■ **Task requirements**: In the material below, find the line with "tree branch on this basis."; set down that line and every line after it to the end, exactly, without pictures.

■ **Record excerpts**:
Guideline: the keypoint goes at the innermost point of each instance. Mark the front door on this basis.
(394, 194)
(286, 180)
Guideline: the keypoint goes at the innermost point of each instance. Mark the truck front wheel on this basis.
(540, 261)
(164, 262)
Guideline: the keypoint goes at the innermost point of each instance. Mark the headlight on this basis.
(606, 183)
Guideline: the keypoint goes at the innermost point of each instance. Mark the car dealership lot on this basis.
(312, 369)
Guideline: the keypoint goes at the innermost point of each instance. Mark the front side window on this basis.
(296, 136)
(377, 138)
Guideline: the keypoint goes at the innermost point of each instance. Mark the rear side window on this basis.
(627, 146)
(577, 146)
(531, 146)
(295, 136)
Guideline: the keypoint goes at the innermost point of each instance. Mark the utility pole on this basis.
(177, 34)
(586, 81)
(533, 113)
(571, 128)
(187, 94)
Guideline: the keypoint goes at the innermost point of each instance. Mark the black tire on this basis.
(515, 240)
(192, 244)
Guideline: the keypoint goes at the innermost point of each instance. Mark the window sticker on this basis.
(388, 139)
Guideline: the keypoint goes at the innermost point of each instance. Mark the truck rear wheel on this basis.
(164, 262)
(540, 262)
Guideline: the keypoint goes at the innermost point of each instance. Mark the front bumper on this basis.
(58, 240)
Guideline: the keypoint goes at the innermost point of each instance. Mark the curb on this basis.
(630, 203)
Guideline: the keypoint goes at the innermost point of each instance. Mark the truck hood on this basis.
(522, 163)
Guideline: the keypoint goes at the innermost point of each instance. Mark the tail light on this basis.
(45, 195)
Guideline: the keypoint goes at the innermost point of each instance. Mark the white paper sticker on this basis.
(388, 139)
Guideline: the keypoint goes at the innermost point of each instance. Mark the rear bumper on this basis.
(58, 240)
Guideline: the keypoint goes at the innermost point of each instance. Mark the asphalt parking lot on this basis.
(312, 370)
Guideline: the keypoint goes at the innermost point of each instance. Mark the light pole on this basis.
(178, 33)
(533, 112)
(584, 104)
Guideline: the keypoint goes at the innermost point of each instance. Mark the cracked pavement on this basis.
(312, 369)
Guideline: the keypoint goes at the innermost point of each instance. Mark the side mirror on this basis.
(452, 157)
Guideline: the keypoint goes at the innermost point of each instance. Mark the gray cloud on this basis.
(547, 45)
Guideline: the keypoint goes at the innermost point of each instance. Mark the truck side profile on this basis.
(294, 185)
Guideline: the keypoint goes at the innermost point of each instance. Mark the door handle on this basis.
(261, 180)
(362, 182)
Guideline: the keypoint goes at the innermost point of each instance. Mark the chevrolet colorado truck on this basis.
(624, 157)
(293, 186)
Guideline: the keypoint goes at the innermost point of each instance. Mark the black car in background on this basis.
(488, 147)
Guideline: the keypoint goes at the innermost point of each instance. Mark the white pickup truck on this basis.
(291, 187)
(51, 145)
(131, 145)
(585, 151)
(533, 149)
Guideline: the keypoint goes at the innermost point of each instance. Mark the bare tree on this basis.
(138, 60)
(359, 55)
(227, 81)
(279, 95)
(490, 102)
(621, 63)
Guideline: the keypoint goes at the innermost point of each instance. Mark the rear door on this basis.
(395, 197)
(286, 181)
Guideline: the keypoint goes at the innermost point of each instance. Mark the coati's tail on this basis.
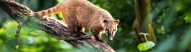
(53, 10)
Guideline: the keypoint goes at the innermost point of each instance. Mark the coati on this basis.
(80, 14)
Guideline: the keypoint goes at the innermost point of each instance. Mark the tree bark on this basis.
(55, 28)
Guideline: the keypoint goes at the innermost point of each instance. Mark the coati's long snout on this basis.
(110, 34)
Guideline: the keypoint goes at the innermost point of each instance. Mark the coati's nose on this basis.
(110, 37)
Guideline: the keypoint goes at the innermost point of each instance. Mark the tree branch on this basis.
(55, 28)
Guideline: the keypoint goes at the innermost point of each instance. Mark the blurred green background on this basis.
(171, 25)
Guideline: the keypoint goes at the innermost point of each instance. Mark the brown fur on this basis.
(80, 14)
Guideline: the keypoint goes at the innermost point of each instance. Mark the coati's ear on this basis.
(104, 21)
(117, 21)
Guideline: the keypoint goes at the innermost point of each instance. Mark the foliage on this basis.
(171, 23)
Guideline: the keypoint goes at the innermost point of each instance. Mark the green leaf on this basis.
(146, 45)
(144, 33)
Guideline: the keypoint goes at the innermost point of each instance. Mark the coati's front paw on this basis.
(99, 39)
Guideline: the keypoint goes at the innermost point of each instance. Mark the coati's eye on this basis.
(114, 29)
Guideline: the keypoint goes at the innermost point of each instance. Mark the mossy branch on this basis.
(53, 27)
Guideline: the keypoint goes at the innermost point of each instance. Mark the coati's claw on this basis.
(99, 39)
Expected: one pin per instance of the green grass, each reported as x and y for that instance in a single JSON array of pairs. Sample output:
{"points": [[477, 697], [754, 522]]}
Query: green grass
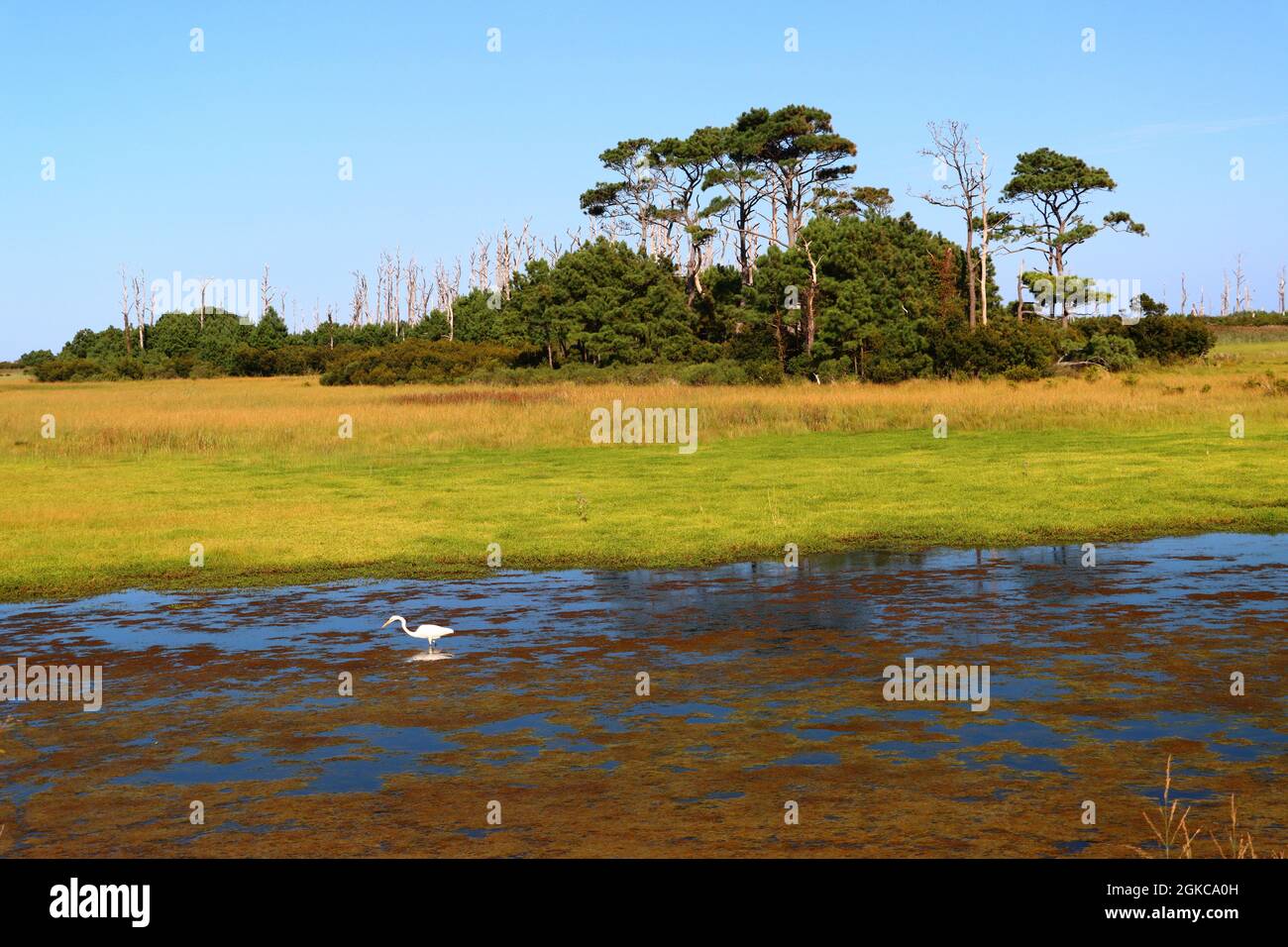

■ **Solution to the exercise**:
Guideline: the keypoint goes at the innermost point of each instance. Mark the tree branch on this basis.
(55, 28)
Guideline: the keypoint goes at the innermost point of each instance. Mark the blurred green background on this basis.
(171, 25)
Guideline: the keypoint goes at the innermost point of each instance. Mark the brown fur on this basis.
(80, 14)
Guideline: the keypoint goes at the innermost point of each instance. Mark the coati's ear on this basis.
(104, 21)
(117, 21)
Guideline: the keypoint goes at the innermost point of each instance. Mark the foliage on this basis.
(171, 23)
Guideline: the keypoint goes at the innermost point of each instance. Mark the green leaf on this basis.
(146, 45)
(144, 33)
Guideline: the keypoint goes at the innermost point of each instance. Mark the coati's front paw on this basis.
(99, 39)
Guideline: the keypoint goes at the innermost point of each instance. Mark the coati's eye on this basis.
(114, 29)
Guideline: the keypoint goes at the innermost point of each instance. Mark the mossy branch on this basis.
(53, 27)
Guideline: the keypoint goes at the innermost point of each instance. Mark the coati's claw on this basis.
(99, 39)
Expected: one pin per instance of the green grass, each reported as x and y for that instance in a single JSON array of pairs. Sample output:
{"points": [[477, 697], [754, 522]]}
Query: green grass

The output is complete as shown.